#### Dostępne dane
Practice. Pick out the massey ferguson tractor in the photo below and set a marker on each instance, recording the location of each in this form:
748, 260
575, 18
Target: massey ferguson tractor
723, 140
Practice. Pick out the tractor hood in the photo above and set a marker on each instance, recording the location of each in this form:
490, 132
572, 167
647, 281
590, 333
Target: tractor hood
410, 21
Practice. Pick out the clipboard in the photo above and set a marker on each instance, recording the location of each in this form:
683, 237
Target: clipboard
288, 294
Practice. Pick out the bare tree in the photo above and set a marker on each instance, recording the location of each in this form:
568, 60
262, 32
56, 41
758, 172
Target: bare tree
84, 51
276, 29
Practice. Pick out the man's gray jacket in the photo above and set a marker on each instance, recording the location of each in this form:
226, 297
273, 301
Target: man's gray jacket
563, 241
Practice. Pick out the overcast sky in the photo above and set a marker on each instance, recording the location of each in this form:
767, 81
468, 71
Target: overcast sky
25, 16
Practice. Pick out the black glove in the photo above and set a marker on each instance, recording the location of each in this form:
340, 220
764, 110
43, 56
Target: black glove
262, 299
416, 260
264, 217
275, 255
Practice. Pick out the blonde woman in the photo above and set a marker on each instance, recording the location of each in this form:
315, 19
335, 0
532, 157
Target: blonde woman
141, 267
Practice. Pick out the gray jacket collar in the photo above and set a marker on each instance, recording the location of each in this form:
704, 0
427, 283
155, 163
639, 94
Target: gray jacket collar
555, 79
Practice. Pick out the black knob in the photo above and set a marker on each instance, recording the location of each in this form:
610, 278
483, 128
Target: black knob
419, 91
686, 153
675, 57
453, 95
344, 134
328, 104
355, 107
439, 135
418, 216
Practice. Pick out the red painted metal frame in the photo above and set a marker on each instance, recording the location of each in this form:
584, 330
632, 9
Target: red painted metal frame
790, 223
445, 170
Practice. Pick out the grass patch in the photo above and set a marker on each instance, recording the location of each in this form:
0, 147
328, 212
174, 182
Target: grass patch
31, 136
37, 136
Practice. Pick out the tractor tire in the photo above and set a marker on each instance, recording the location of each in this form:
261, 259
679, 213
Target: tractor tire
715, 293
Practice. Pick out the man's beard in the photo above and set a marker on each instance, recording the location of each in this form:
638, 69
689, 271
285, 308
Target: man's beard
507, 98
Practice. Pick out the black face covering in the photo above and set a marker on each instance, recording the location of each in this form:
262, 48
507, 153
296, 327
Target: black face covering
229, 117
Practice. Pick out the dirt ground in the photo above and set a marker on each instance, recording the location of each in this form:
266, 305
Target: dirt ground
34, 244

#### Twoje zadanie
Przepisz ponownie wszystkie wiersze danych, zaczynając od wiersza zawierającego „Practice. Pick out the black face” (włącznie z nim) i kończąc na ostatnim wierszu danych. W odpowiedziach zwiększ o 71 każdą liczbę we współrzędnych punktów, a pozostałe wiersze zostaw bez zmian.

#### Rozwiązanie pisemne
Practice. Pick out the black face covering in the photo above and set a marker on each instance, recording the location of each in this form:
262, 48
507, 153
296, 327
Target: black face covering
300, 188
Practice. Pick out the dirt ground in the photo above and set a marker on each instance, recording the location of each in this form:
266, 305
Target: dirt ground
105, 315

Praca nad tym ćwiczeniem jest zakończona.